**Written problem:**
Please give the entries again in full and exactly, without any picture.

**Input data:**
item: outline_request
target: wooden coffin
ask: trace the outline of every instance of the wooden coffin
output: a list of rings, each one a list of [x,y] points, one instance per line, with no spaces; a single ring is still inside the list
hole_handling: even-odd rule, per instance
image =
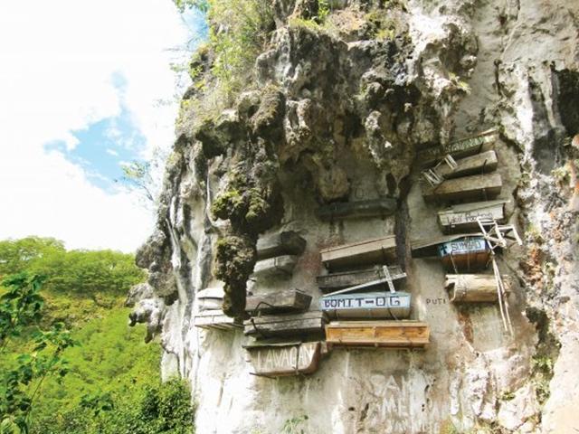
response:
[[[301,255],[306,250],[306,241],[293,231],[261,238],[257,241],[257,260],[269,259],[282,255]]]
[[[508,276],[502,277],[507,290]],[[494,274],[447,274],[444,288],[453,303],[496,303],[498,299]]]
[[[439,244],[438,254],[447,269],[475,271],[484,269],[490,260],[490,248],[480,236],[459,238]]]
[[[328,346],[424,347],[430,329],[420,321],[347,321],[326,326]]]
[[[479,230],[477,219],[494,220],[498,223],[505,221],[505,203],[508,201],[476,202],[453,205],[438,213],[438,222],[444,232]]]
[[[318,216],[323,221],[384,217],[396,211],[396,200],[391,197],[358,202],[340,202],[323,206]]]
[[[216,330],[232,330],[242,327],[241,323],[238,323],[234,318],[227,316],[221,309],[200,312],[195,315],[193,324],[195,327]]]
[[[422,184],[422,197],[427,201],[486,201],[500,194],[502,186],[500,175],[496,173],[447,179],[436,186],[426,182]]]
[[[494,150],[475,154],[456,160],[456,167],[451,167],[445,163],[436,166],[434,172],[444,179],[459,178],[468,175],[482,175],[497,170],[498,160]]]
[[[312,373],[321,358],[320,342],[259,342],[244,345],[254,375],[282,377]]]
[[[291,315],[263,315],[244,321],[243,333],[256,338],[307,336],[322,334],[326,322],[326,316],[321,311]]]
[[[427,238],[425,240],[413,240],[410,243],[413,258],[438,258],[439,246],[464,237],[482,237],[481,232],[456,233]]]
[[[330,318],[394,318],[410,316],[407,292],[363,292],[322,297],[321,309]]]
[[[383,264],[396,257],[394,235],[357,241],[320,250],[322,262],[328,268]]]
[[[269,278],[274,276],[290,277],[293,269],[298,263],[295,255],[283,255],[269,259],[259,260],[253,268],[253,276],[256,278]]]
[[[494,147],[498,138],[498,132],[489,129],[477,136],[451,142],[444,146],[434,146],[418,153],[417,161],[423,167],[435,165],[444,156],[451,155],[454,158],[479,154]]]
[[[398,265],[388,267],[390,277],[393,280],[398,280],[406,277],[406,273],[402,270]],[[382,267],[374,267],[372,269],[358,269],[355,271],[343,271],[339,273],[327,274],[326,276],[318,276],[318,286],[325,294],[344,288],[362,285],[364,283],[372,282],[382,278],[385,276]]]
[[[218,310],[223,304],[223,289],[222,288],[207,288],[195,295],[197,310]]]
[[[262,296],[248,297],[245,302],[245,311],[252,316],[299,312],[308,310],[310,303],[311,296],[298,289],[288,289]]]

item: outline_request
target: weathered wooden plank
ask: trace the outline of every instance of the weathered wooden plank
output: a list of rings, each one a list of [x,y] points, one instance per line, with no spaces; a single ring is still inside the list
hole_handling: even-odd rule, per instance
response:
[[[395,259],[396,237],[365,240],[320,250],[322,262],[327,267],[355,267],[380,264]]]
[[[322,206],[318,216],[323,221],[385,217],[396,211],[396,200],[392,197],[357,202],[339,202]]]
[[[421,162],[422,167],[429,167],[447,155],[454,158],[463,158],[492,149],[498,138],[498,131],[488,130],[471,137],[451,142],[444,146],[424,149],[418,153],[416,161]]]
[[[301,336],[323,333],[326,316],[321,311],[285,316],[261,316],[246,320],[244,334],[263,338]]]
[[[255,375],[280,377],[315,373],[321,358],[321,343],[255,344],[245,346]]]
[[[477,219],[505,221],[505,203],[508,201],[487,201],[453,205],[438,213],[438,222],[445,232],[479,230]]]
[[[283,255],[259,260],[253,268],[253,276],[256,278],[290,277],[297,263],[298,257],[295,255]]]
[[[250,315],[273,314],[280,312],[299,312],[308,310],[311,296],[298,289],[251,296],[245,302],[245,311]]]
[[[319,305],[330,318],[407,318],[407,292],[366,292],[322,297]]]
[[[242,328],[242,325],[219,310],[205,310],[195,315],[194,326],[200,328],[214,328],[217,330]]]
[[[494,150],[475,154],[456,160],[456,167],[451,168],[450,165],[441,163],[434,172],[444,179],[458,178],[468,175],[482,175],[497,170],[498,160],[497,153]]]
[[[388,271],[393,280],[398,280],[406,277],[406,273],[404,273],[398,265],[388,267]],[[368,283],[383,277],[384,277],[384,273],[382,267],[374,267],[366,269],[318,276],[316,279],[318,280],[319,289],[323,293],[327,293],[344,288]]]
[[[469,236],[439,244],[439,256],[447,269],[476,271],[490,260],[490,248],[483,237]]]
[[[462,178],[447,179],[432,186],[422,184],[424,200],[488,200],[500,194],[503,184],[499,174],[473,175]]]
[[[430,329],[420,321],[348,321],[326,326],[326,342],[338,346],[424,347]]]
[[[301,255],[306,250],[306,240],[298,232],[274,233],[257,241],[257,259],[269,259],[282,255]]]
[[[197,310],[218,310],[223,304],[223,289],[222,288],[207,288],[195,295]]]
[[[503,276],[508,288],[510,279]],[[447,274],[444,288],[453,303],[496,303],[498,299],[494,274]]]

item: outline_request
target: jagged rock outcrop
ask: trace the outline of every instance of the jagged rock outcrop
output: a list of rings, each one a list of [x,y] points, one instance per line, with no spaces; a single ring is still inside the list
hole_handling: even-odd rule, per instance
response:
[[[289,420],[308,433],[579,429],[579,5],[344,0],[320,26],[318,2],[273,3],[257,85],[195,127],[189,114],[138,254],[155,295],[135,320],[160,330],[164,375],[191,381],[197,432],[277,433]],[[417,153],[489,127],[525,239],[499,263],[514,281],[512,336],[495,307],[451,305],[440,263],[409,250],[439,233]],[[382,196],[397,200],[394,216],[316,216]],[[249,279],[258,238],[283,231],[308,241],[290,280]],[[320,249],[392,233],[413,317],[431,326],[425,351],[334,351],[315,374],[274,381],[250,375],[240,332],[193,326],[208,287],[224,287],[233,316],[248,288],[299,288],[316,303]]]

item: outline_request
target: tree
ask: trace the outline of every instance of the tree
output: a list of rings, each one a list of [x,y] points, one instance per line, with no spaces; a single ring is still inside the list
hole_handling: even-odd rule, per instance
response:
[[[0,297],[0,356],[10,341],[31,334],[31,352],[17,355],[0,372],[0,434],[28,433],[30,412],[44,380],[66,375],[62,352],[76,343],[62,323],[49,330],[33,328],[42,317],[43,298],[39,292],[44,278],[20,273],[5,278]]]

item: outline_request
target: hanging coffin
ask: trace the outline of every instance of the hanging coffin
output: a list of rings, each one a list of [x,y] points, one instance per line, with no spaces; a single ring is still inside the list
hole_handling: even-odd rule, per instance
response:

**In response:**
item: outline_request
target: wooden coffin
ask: trace the outline of every instance of the wooden coffin
output: a list of rings, each one a list of [x,y] points, one instance per line, with no spaces; a single ring is still inside the list
hole_handling: even-odd rule, per instance
image =
response:
[[[301,255],[306,250],[306,241],[293,231],[261,238],[257,241],[257,260],[269,259],[282,255]]]
[[[508,276],[502,277],[507,290]],[[494,274],[447,274],[444,288],[453,303],[496,303],[498,299]]]
[[[439,244],[438,254],[447,269],[475,271],[484,269],[490,260],[490,248],[480,236],[459,238]]]
[[[328,346],[424,347],[430,329],[420,321],[347,321],[326,326]]]
[[[479,230],[477,219],[494,220],[498,223],[505,221],[505,203],[508,201],[476,202],[453,205],[438,213],[438,222],[444,232]]]
[[[318,216],[323,221],[384,217],[396,211],[396,200],[391,197],[358,202],[340,202],[323,206]]]
[[[216,330],[232,330],[242,327],[241,323],[238,323],[234,318],[227,316],[221,309],[200,312],[195,315],[193,324],[195,327]]]
[[[422,184],[422,197],[427,201],[486,201],[500,194],[502,186],[500,175],[496,173],[447,179],[436,186],[426,182]]]
[[[494,150],[475,154],[456,160],[456,167],[451,167],[445,163],[436,166],[434,172],[444,179],[459,178],[468,175],[482,175],[497,170],[498,160]]]
[[[312,373],[321,358],[320,342],[259,342],[244,345],[254,375],[282,377]]]
[[[291,315],[263,315],[244,321],[243,333],[256,338],[307,336],[322,334],[326,322],[326,316],[321,311]]]
[[[427,238],[425,240],[413,240],[410,243],[413,258],[438,258],[439,246],[464,237],[482,237],[481,232],[456,233]]]
[[[330,318],[394,318],[410,316],[407,292],[363,292],[322,297],[321,309]]]
[[[383,264],[396,257],[394,235],[357,241],[320,250],[322,262],[328,268]]]
[[[269,278],[274,276],[290,277],[293,269],[298,263],[295,255],[283,255],[269,259],[259,260],[253,268],[253,276],[256,278]]]
[[[494,147],[498,138],[498,132],[489,129],[477,136],[451,142],[444,146],[434,146],[418,153],[417,161],[423,167],[435,165],[444,156],[451,155],[454,158],[479,154]]]
[[[398,265],[388,267],[390,277],[393,280],[398,280],[406,277],[406,273],[402,270]],[[382,267],[374,267],[372,269],[358,269],[355,271],[343,271],[339,273],[327,274],[326,276],[318,276],[318,286],[325,294],[344,288],[362,285],[364,283],[372,282],[382,278],[385,276]]]
[[[218,310],[223,304],[223,289],[222,288],[207,288],[195,295],[197,310]]]
[[[262,296],[248,297],[245,302],[245,311],[252,316],[299,312],[308,310],[310,303],[311,296],[298,289],[288,289]]]

item: outline_request
target: weathered wooden plank
ask: trace the outline of every instance of the weathered wooden plank
output: a list of rings, each one a list of [x,y] points, one instance per line, with no spaces; a single ring is still inside the list
hole_handling: even-odd rule, per instance
response:
[[[395,259],[396,237],[365,240],[320,250],[322,262],[327,267],[355,267],[380,264]]]
[[[322,206],[318,216],[323,221],[385,217],[396,211],[396,200],[392,197],[357,202],[339,202]]]
[[[421,162],[422,167],[429,167],[447,155],[454,158],[463,158],[492,149],[498,138],[498,131],[488,130],[471,137],[451,142],[444,146],[424,149],[418,153],[416,161]]]
[[[301,336],[323,333],[326,316],[321,311],[285,316],[261,316],[246,320],[244,334],[263,338]]]
[[[255,375],[280,377],[315,373],[321,358],[321,343],[255,344],[245,346]]]
[[[477,219],[505,221],[505,203],[508,201],[487,201],[453,205],[438,213],[438,222],[445,232],[479,230]]]
[[[283,255],[259,260],[253,268],[253,276],[256,278],[290,277],[297,263],[298,257],[295,255]]]
[[[250,315],[273,314],[280,312],[299,312],[308,310],[311,296],[298,289],[251,296],[245,302],[245,311]]]
[[[319,305],[330,318],[407,318],[407,292],[366,292],[322,297]]]
[[[242,328],[242,325],[219,310],[205,310],[195,315],[194,326],[200,328],[214,328],[217,330]]]
[[[494,150],[475,154],[456,160],[456,167],[451,168],[450,165],[441,163],[434,172],[444,179],[458,178],[468,175],[482,175],[497,170],[498,160],[497,153]]]
[[[388,271],[393,280],[398,280],[406,277],[406,273],[404,273],[398,265],[388,267]],[[368,283],[383,277],[384,277],[384,273],[382,267],[374,267],[366,269],[318,276],[316,279],[318,280],[319,289],[323,293],[327,293],[344,288]]]
[[[469,236],[439,244],[439,256],[447,269],[476,271],[490,260],[490,248],[483,237]]]
[[[462,178],[447,179],[432,186],[422,184],[424,200],[488,200],[500,194],[503,184],[499,174],[473,175]]]
[[[430,329],[420,321],[348,321],[326,326],[326,342],[338,346],[424,347]]]
[[[301,255],[306,250],[306,240],[298,232],[274,233],[257,241],[257,259],[269,259],[282,255]]]
[[[197,310],[218,310],[223,304],[223,289],[222,288],[207,288],[195,295]]]
[[[503,276],[508,288],[510,279]],[[447,274],[444,288],[453,303],[496,303],[498,299],[494,274]]]

item: outline_request
target: jagged rock outcrop
ask: trace the outline of every instance of the jagged rock outcrop
output: a list of rings, each one a list of [x,y] points, one instance per line, with no spaces; a single ring is still inside the list
hole_handling: even-odd rule, per instance
response:
[[[289,420],[308,433],[579,429],[579,5],[344,0],[320,26],[318,2],[273,3],[257,85],[195,127],[189,114],[138,254],[155,295],[135,320],[160,330],[164,375],[191,381],[197,432],[277,433]],[[417,153],[489,127],[525,239],[499,263],[514,281],[512,336],[495,307],[451,305],[440,263],[409,250],[439,233]],[[382,196],[397,200],[394,216],[316,216]],[[249,279],[258,238],[283,231],[308,241],[290,280]],[[320,249],[392,233],[413,317],[431,326],[425,351],[334,351],[315,374],[274,381],[250,375],[240,332],[193,326],[208,287],[224,287],[233,316],[248,288],[299,288],[316,303]]]

item: outline_request
target: tree
ask: trace the outline of every instance of the tree
output: a list of rings, each one a list of [x,y] points, one instance per line, with no spaces; a single ring is still inside the list
hole_handling: even-odd rule, per instance
response:
[[[0,297],[0,356],[10,341],[31,334],[31,352],[17,355],[0,372],[0,434],[28,433],[30,412],[44,380],[66,375],[62,352],[76,343],[62,323],[49,330],[33,328],[42,317],[43,298],[39,292],[44,278],[20,273],[5,278]]]

item: outline_request
target: hanging coffin
ask: trace the outline of every instance of the hanging coffin
output: a list of rings, each one a list of [x,y] points, one instance per line, with no spaces; a single ring is still inside the list
hole_handling: even-odd rule, per instance
response:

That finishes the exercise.